___ Data supplied ___
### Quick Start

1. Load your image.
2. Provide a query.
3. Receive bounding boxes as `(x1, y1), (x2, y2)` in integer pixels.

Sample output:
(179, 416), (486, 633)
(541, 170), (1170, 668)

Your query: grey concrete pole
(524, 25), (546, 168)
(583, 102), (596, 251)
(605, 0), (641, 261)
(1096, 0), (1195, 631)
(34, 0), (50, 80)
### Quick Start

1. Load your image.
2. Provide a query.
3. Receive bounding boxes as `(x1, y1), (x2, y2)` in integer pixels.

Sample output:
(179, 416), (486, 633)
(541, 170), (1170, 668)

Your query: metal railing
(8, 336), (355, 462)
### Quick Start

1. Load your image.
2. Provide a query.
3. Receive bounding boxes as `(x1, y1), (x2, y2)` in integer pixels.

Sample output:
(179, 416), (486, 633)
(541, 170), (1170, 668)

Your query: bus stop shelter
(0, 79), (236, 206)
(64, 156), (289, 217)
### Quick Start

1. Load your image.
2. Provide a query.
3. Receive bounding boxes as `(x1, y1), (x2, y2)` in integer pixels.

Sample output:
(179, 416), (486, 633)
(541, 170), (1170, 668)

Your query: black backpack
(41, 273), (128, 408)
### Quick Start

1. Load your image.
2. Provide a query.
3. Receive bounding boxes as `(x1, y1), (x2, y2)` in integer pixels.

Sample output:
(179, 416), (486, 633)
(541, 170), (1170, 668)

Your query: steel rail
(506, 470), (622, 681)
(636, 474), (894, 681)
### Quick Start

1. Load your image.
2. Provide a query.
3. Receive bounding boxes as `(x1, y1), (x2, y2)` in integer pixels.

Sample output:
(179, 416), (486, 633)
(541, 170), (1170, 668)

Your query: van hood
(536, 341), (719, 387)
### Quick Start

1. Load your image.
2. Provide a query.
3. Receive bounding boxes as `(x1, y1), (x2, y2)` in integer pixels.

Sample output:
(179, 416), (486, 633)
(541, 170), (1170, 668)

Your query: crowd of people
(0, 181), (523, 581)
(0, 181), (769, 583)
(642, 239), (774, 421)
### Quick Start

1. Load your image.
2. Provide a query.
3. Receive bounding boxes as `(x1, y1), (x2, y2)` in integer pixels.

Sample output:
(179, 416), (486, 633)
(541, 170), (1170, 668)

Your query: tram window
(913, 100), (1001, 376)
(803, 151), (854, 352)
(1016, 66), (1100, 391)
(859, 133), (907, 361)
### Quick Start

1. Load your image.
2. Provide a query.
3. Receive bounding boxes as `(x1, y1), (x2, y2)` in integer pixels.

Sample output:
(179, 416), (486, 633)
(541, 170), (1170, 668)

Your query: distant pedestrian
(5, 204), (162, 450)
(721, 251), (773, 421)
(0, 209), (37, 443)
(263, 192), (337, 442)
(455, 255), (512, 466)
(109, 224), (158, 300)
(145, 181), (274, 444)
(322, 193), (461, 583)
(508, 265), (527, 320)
___
___ Data supplied ___
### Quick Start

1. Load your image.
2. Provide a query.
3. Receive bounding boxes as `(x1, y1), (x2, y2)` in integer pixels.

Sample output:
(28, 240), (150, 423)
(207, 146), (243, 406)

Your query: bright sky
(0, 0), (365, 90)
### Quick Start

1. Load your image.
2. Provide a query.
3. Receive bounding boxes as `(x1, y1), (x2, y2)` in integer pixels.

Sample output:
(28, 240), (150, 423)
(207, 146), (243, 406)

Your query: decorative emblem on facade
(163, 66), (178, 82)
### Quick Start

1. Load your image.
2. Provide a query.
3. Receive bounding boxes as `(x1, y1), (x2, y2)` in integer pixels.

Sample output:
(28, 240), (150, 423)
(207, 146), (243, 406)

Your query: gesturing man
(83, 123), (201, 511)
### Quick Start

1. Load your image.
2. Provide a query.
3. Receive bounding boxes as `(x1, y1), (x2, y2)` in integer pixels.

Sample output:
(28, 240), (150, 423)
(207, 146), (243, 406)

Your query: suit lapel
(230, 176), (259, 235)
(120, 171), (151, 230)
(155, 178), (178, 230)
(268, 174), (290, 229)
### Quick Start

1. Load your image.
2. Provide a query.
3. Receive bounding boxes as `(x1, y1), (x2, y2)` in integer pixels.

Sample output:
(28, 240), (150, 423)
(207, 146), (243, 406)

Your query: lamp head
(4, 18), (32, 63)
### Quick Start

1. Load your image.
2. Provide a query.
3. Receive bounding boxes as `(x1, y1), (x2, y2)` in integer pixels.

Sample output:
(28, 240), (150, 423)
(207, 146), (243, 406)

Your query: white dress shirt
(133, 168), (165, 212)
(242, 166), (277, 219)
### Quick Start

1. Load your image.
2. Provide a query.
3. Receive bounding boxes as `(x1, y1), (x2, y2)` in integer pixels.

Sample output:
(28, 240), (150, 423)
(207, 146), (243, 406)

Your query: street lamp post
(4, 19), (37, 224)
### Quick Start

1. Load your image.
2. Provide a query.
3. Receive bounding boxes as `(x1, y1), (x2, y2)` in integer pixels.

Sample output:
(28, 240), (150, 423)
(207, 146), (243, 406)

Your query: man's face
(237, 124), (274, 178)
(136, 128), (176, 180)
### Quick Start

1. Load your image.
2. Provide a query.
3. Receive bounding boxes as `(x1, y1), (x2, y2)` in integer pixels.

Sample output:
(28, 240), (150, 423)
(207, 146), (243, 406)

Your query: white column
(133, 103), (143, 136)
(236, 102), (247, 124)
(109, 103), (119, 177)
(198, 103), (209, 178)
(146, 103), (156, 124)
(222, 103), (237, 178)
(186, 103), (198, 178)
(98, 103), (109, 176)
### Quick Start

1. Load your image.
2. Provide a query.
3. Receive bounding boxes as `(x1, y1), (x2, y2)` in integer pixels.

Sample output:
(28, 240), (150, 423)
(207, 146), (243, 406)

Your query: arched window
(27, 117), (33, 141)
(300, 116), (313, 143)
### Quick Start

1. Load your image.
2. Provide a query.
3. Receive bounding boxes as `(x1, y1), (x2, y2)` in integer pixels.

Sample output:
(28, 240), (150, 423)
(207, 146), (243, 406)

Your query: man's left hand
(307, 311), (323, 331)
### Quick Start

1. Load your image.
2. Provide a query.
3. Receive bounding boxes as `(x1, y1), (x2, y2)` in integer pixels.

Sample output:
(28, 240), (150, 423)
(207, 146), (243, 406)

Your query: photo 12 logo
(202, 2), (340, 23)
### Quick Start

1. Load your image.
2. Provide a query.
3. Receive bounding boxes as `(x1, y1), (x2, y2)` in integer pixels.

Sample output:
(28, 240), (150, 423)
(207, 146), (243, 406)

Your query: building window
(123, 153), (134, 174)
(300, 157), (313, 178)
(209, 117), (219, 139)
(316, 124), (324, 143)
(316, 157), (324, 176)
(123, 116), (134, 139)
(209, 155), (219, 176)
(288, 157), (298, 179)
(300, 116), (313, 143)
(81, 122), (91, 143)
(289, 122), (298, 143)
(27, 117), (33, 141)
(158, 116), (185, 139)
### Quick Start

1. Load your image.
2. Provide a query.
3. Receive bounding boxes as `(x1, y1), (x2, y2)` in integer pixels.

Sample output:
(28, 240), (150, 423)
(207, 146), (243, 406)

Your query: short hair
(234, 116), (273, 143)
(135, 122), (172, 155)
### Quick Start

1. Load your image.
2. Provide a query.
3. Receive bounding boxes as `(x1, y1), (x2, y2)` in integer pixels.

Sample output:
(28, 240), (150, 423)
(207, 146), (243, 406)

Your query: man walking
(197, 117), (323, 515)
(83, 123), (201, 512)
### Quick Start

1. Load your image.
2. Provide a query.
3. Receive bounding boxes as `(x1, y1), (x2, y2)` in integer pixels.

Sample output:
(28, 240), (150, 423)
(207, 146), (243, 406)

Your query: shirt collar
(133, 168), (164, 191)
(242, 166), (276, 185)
___
Select every line of the material above that contains the string "lamp", treating uppercase and lowercase as different.

Your query: lamp head
Your query: street lamp post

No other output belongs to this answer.